** STUDY TEXT follows **
I’m well aware of the strict secrecy that accompanies ongoing investigations as a matter of procedure. But once the Mueller Report was finally released, it became crystal clear that Robert Mueller’s investigation dealt only with criminal matters, not counterintelligence. Trump had been thoroughly compromised by Russia and was a grave threat to national security. But the FBI wasn’t doing anything about it!

One reason for that may have been that on far too many occasions, FBI men in sensitive positions ended up on the take from the very people they were supposed to be investigating. And on January 23, a bomb dropped: We learned that the latest of these is Charles McGonigal, the former head of counterintelligence for the FBI in New York, who ended up working for billionaire oligarch Oleg Deripaska, a major target in the Trump Russia investigation. McGonigal was indicted in Manhattan on charges of money laundering, violating U.S. sanctions, and other counts relating to his alleged ties to Deripaska. He was also indicted in Washington, where he was accused of concealing $225,000 he allegedly received from a New Jersey man employed long ago by Albanian intelligence.

McGonigal has pleaded not guilty to all charges.

McGonigal’s troubles began in late 2018, after his wife found out about his girlfriend, Allison Guerriero, who did not know that he was still married. “I was shocked,” Guerriero said, in an interview with Mattathias Schwartz for Business Insider. “I was very much in love with him, and I was so hurt.”

A few months later, Guerriero wrote an angry email about McGonigal to the man who had introduced them as a couple—William Sweeney, who just happened to be assistant director in charge of the FBI’s New York City office. On a number of occasions, Guerriero had seen McGonigal leave huge amounts of cash around the house. At first, she thought it must be “buy money” for a sting operation or some other FBI procedure. Then she became suspicious. Among other things, she told Sweeney to look into McGonigal’s dealings in Albania, where McGonigal had traveled extensively and participated in transactions that later appeared in his indictments.

McGonigal had a stellar resume, including working on the Chelsea Manning–WikiLeaks investigation and on Operation Crossfire Hurricane, the bureau’s probe into the Trump campaign’s contacts with Russia.* Though he was not assigned to that operation when he moved to New York, running FBI counterintelligence in New York is a very special, highly sensitive position that affords unquestioned access to a spectacular array of international elites as well as highly sought-after information.

Similarly, Oleg Deripaska is not just another oligarch. Having emerged victorious from the brutal Aluminum Wars as a vital functionary of the Kremlin, he played a key role in financing Putin’s efforts to take over Ukraine from within via a political operation directed by Paul Manafort that put Putin surrogate Viktor Yanukovych in the Ukraine presidency in 2010. Manafort is alleged to have funneled $75 million into offshore accounts in return for his efforts.

What could be more perfect? Having installed a Putin surrogate in the Ukrainian presidency, in 2016, Manafort repeated that feat on a much bigger stage, as campaign manager guiding Trump into the White House. As Yale professor Timothy Snyder, a close observer of Ukraine, points out, “Russia was backing Trump in much the way that it had once backed Ukrainian president Viktor Yanukovych.”
** End of STUDY TEXT **
** RECORDED DATA follows **
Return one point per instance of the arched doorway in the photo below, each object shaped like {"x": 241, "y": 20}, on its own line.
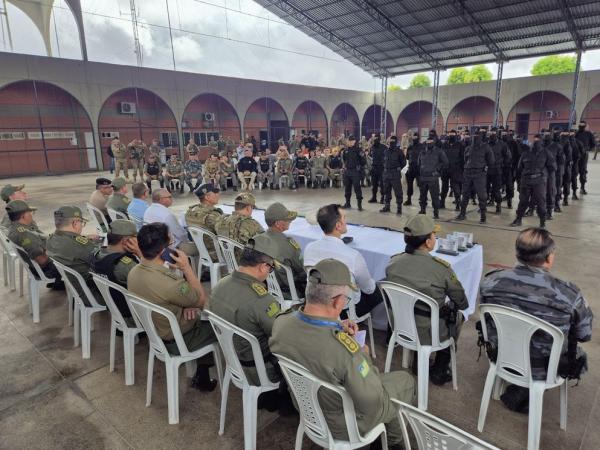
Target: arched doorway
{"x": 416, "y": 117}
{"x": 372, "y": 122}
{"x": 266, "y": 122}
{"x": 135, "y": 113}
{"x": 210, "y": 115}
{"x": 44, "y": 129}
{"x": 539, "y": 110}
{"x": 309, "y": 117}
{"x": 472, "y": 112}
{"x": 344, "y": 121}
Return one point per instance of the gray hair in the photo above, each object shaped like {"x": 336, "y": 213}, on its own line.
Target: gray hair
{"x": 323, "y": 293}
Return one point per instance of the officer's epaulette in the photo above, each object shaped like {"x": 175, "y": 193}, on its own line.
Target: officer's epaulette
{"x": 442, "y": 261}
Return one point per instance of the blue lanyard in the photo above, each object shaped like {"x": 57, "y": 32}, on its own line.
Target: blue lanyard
** End of RECORDED DATA **
WHAT YOU ARE ASKED TO DO
From the text about Charles McGonigal, return the passage starting with "Similarly, Oleg Deripaska" and going on through "for his efforts.". Rely only on the text about Charles McGonigal and the FBI.

EXPECTED ANSWER
Similarly, Oleg Deripaska is not just another oligarch. Having emerged victorious from the brutal Aluminum Wars as a vital functionary of the Kremlin, he played a key role in financing Putin’s efforts to take over Ukraine from within via a political operation directed by Paul Manafort that put Putin surrogate Viktor Yanukovych in the Ukraine presidency in 2010. Manafort is alleged to have funneled $75 million into offshore accounts in return for his efforts.